» **AÇÃO NECESSÁRIA**:
Reproduza, sem nenhuma alteração, o trecho da reportagem sobre o Teatro da Vertigem que vai de "Ali, no Jardim" até "Vertigem na Brasilândia.", incluindo essas palavras.

-------- TEXTO FORNECIDO

Projeto do Teatro da Vertigem pesquisa os "Brasis" de São Paulo, Distrito Federal e Acre

VALMIR SANTOS
DA REPORTAGEM LOCAL

Morador do distrito de Brasilândia, zona norte paulistana, o pedreiro Adauto Paiva da Silva, 37, nunca foi ao teatro, mas o teatro atravessa o seu caminho desde janeiro, quando foi contratado pelo grupo Teatro da Vertigem.
Ele trabalha na reforma de uma casa semi-destruída naquela periferia de paisagem plena em casas de tijolos aparentes (marrons), contraste com a vegetação da Serra da Cantareira que a envolve.
Ali, no Jardim Planalto, à margem de um córrego a céu aberto, cavalos a mastigar o capim abundante, funcionará a sede provisória do Vertigem na Brasilândia.
No próximo dia 9, com o início de oficinas destinadas aos moradores, o grupo coloca em marcha o projeto BR-3. Trata-se da criação de um espetáculo a partir de investigação artística que percorrerá três pontos do mapa do país: Brasilândia (SP), Brasília (DF) e Brasiléia (AC).
Depois de cruzar os anos 90 com pesquisas e realizações em torno do sagrado, com a Trilogia Bíblica, composta por "O Paraíso Perdido" (1992), "O Livro de Jó" (1995) e "Apocalipse 1,11" (2001), o Vertigem parece determinado a ampliar o horizonte sociológico que já despontava no último espetáculo, impregnado de cenas realistas sobre o cotidiano violento de São Paulo.
E por que Brasilândia, Brasília e Brasiléia? Para além do radical que remete ao nome do país, o diretor Antônio Araújo, 37, pretende que o estudo leve a um recorte desses "Brasis". "O desejo do grupo é que tanto as viagens quanto a experiência teórica e prática permitam apontar as relações existentes entre esses três lugares, ou não-relações, as diferenças."
Esse período de investigação é semelhante ao de espetáculos anteriores, quando toda a equipe se envolve no recolhimento de depoimentos, histórias, referências, enfim, material que serve ao processo colaborativo na dramaturgia (o grupo leva em média três anos para estrear num espaço não-convencional, como hospital e presídio desativados).
A diferença é que, desta vez, há um componente geográfico, distâncias a serem vencidas. Em Brasilândia (247 mil habitantes em 2000), o Vertigem fincará base durante todo o ano, levando cursos de iniciação (interpretação, texto, cenário, iluminação etc.) a oito espaços do bairro; até um bar abrigará oficina de música.
Em abril, quando Brasília (198 mil habitantes) faz aniversário, e em setembro, quando acontecem as cerimônias cívicas pela Independência, o grupo prevê visitar a cidade por duas semanas em cada data. Já Brasiléia (237 km ao sul de Rio Branco; 14 mil habitantes), na fronteira com a Bolívia, demandará pelo menos um mês de estadia, de preferência em julho, época de estiagem. A idéia, neste caso, é viajar por terra.
Nas entrelinhas, há a perspectiva de sondar questões contemporâneas como identidade, caráter, centro, periferia, o arcaico e o moderno. Araújo prefere falar em "não-identidades", no caso das três localidades escolhidas, conforme observou o escritor Bernardo Carvalho, colunista da Folha, agregado ao projeto.
Brasilândia está na cidade mais rica do país e, no entanto, padece da falta de infra-estrutura. Está no centro e na periferia. Brasília, capital do poder, também convive com paradoxos em índices sociais. Brasiléia sofre as conseqüências de uma cidade fronteiriça, em plena selva amazônica. É uma área importante de extração de borracha, mas enfrenta o tráfico de drogas na região compartilhada com o território boliviano.
Tudo está posto no papel. Ora em diante, com a bússola na mão, o Teatro da Vertigem sai também em outra frente, a da captação de recursos para fazer vingar um espetáculo.

----------------
-------- MATERIAL FORNECIDO

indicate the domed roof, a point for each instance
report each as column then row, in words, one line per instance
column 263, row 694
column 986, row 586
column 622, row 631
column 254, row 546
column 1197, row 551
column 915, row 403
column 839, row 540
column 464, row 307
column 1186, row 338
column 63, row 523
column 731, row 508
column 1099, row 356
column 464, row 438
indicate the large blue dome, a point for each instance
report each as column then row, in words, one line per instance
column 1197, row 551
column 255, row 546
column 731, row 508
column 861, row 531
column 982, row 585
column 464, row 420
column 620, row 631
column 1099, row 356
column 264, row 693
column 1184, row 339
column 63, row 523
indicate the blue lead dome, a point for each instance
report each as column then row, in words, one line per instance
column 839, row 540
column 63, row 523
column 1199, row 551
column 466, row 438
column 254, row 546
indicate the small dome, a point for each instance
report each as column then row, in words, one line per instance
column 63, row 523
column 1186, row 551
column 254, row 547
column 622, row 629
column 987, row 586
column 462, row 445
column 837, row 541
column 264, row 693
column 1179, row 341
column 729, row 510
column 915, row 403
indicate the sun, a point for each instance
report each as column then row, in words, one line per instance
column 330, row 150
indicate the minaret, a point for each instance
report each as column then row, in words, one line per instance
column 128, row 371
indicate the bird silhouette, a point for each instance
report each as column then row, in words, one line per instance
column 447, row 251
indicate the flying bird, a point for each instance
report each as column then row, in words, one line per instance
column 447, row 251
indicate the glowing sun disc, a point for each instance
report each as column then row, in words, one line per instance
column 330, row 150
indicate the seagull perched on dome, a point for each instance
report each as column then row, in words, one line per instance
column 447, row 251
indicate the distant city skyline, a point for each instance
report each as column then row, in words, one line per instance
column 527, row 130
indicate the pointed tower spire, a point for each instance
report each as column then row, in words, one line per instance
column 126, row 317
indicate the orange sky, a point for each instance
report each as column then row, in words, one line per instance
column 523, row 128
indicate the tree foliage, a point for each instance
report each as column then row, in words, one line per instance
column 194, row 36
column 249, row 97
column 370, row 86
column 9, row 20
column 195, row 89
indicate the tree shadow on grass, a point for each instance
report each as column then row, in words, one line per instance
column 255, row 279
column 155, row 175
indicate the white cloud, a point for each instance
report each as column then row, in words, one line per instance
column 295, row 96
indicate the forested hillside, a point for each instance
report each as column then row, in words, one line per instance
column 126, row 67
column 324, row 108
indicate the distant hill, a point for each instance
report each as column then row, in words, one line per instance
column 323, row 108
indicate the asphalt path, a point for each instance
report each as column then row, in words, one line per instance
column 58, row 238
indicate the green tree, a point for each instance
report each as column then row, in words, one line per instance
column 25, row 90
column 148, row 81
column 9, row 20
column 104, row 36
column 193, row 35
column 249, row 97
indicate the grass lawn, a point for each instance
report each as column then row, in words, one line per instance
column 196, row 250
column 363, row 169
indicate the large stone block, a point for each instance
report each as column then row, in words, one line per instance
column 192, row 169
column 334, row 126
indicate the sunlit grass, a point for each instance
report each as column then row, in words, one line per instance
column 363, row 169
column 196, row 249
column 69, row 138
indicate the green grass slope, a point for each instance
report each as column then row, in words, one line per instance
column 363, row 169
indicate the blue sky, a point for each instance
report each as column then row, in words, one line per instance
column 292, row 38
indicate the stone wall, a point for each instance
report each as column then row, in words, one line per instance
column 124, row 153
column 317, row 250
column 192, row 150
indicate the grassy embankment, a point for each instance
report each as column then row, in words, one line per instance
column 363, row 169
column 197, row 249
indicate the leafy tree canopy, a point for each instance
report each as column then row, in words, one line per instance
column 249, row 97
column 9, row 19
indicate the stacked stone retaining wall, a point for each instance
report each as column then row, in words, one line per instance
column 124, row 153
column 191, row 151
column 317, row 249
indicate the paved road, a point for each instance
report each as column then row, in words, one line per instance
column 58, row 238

----------------

» **SOLUÇÃO DA TAREFA**:
Ali, no Jardim Planalto, à margem de um córrego a céu aberto, cavalos a mastigar o capim abundante, funcionará a sede provisória do Vertigem na Brasilândia.